TASK REQUIREMENTS: Filter the items below, copying every line that contains the word "paved".
═══ AVAILABLE RECORDS
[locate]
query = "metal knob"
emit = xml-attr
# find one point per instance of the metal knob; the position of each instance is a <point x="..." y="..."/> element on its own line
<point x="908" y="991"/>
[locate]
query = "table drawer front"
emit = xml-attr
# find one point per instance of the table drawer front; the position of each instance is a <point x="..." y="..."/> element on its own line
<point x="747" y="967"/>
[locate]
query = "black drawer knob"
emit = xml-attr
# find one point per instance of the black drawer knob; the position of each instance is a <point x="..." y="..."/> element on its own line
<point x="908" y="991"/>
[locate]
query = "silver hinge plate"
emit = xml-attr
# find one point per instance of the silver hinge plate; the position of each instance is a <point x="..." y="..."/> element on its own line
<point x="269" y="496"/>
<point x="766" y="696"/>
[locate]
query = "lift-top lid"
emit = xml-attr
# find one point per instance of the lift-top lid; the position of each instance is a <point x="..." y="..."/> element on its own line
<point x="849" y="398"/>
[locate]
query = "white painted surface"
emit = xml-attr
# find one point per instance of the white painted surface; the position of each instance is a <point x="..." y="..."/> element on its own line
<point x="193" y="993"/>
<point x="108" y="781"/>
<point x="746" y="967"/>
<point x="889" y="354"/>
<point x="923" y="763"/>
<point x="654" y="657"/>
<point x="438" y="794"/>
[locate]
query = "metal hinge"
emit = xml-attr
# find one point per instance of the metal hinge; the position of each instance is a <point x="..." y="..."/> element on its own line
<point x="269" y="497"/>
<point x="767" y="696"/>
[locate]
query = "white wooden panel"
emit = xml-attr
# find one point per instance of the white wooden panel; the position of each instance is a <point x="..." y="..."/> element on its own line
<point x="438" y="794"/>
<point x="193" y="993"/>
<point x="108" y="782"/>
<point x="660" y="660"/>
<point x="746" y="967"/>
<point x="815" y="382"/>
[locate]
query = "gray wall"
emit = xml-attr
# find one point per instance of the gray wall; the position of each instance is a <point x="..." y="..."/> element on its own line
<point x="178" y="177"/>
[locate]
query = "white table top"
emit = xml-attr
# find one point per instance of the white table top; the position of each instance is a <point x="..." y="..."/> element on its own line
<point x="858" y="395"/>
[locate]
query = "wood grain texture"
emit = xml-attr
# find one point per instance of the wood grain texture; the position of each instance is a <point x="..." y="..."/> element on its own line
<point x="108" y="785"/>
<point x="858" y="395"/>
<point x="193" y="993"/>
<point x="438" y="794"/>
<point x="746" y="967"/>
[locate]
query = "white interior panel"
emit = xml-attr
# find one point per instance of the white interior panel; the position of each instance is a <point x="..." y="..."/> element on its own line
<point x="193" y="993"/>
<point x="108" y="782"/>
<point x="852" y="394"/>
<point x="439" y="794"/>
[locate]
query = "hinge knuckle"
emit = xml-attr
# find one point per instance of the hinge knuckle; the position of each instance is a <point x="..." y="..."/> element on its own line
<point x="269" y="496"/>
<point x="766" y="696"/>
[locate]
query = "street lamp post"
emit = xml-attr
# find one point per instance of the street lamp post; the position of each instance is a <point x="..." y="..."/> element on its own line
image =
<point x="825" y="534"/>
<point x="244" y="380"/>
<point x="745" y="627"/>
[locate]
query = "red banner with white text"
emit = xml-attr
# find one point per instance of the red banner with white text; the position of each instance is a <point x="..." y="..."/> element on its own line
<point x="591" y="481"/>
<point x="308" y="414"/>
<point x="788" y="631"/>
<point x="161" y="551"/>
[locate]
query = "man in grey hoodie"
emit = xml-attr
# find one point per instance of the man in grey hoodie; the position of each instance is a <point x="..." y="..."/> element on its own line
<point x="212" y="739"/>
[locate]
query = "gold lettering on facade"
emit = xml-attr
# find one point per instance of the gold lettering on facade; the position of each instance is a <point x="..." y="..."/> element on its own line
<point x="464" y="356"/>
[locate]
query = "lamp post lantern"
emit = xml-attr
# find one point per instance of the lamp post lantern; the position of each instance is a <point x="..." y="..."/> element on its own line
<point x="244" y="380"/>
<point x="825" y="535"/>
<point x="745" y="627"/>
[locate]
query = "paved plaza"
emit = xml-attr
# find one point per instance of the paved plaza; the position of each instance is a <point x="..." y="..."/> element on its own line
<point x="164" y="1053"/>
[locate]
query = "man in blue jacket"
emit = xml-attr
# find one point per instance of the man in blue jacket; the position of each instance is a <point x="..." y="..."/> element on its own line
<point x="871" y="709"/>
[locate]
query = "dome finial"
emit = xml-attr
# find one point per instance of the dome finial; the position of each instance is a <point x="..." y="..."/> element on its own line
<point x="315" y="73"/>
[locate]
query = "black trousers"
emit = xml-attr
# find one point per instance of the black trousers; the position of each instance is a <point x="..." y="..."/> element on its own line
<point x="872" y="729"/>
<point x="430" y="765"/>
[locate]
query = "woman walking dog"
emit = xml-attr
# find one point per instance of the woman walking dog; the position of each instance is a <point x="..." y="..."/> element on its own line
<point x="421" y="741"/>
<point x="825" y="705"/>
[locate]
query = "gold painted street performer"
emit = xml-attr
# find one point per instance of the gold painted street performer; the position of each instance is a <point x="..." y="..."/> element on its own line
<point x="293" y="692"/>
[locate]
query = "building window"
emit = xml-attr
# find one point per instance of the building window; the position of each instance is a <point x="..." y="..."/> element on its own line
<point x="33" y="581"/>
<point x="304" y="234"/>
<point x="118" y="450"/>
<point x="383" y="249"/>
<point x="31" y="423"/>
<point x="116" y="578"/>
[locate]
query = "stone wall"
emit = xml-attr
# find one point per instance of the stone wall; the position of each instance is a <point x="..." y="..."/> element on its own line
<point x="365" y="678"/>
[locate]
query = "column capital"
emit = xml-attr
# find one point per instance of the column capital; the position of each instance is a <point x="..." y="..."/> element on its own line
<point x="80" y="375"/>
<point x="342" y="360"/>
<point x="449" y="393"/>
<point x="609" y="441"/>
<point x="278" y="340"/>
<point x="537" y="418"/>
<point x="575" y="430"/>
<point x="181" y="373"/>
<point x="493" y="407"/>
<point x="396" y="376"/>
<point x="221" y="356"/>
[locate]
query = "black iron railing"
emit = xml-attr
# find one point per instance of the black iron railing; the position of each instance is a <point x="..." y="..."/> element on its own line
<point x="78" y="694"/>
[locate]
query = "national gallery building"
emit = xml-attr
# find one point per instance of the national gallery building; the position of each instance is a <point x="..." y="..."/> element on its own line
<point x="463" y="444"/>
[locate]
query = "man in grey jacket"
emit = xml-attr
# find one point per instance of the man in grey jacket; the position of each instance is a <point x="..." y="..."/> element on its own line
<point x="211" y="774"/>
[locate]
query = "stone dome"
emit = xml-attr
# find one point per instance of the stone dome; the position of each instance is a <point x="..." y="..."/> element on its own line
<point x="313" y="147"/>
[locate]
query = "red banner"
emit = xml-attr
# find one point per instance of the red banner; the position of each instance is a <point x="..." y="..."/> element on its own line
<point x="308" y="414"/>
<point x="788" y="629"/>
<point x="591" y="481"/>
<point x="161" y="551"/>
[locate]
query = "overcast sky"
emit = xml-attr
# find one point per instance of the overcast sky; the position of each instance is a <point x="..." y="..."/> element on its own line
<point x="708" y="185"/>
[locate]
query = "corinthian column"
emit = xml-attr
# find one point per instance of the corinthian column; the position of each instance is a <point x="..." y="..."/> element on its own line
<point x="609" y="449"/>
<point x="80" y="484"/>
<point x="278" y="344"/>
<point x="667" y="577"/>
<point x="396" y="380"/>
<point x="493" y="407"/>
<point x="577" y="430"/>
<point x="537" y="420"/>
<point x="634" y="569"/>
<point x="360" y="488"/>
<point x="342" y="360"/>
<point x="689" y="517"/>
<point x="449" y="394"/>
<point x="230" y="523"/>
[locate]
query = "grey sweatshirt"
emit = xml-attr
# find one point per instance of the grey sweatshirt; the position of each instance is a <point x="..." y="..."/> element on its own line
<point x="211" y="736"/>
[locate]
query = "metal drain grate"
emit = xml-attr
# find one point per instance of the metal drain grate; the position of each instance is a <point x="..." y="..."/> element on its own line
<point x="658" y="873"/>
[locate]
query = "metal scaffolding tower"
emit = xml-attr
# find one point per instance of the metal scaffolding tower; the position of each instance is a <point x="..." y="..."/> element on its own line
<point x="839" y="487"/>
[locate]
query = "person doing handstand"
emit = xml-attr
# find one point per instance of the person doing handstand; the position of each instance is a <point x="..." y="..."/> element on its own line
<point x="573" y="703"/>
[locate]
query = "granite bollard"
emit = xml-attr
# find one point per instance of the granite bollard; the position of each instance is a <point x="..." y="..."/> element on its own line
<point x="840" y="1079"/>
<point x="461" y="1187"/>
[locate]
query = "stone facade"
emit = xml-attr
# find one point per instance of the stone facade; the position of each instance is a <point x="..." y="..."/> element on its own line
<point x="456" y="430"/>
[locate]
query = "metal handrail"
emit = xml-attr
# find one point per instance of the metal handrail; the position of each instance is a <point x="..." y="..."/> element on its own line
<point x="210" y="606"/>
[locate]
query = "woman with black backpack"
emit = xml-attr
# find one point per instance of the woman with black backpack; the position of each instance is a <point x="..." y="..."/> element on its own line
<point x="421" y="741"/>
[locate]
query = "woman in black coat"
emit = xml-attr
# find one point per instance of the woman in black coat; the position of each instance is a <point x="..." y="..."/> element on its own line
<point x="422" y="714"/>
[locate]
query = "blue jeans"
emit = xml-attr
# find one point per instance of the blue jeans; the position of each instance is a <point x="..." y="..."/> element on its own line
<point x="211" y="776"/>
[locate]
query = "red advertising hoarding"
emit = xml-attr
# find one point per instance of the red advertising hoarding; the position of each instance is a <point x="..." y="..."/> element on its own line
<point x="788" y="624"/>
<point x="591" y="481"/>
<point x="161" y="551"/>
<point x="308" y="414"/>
══════
FINISHED TASK:
query = "paved plaza"
# find one point per instance of the paved plaza; the position of each instance is a <point x="..." y="..."/> element on its own line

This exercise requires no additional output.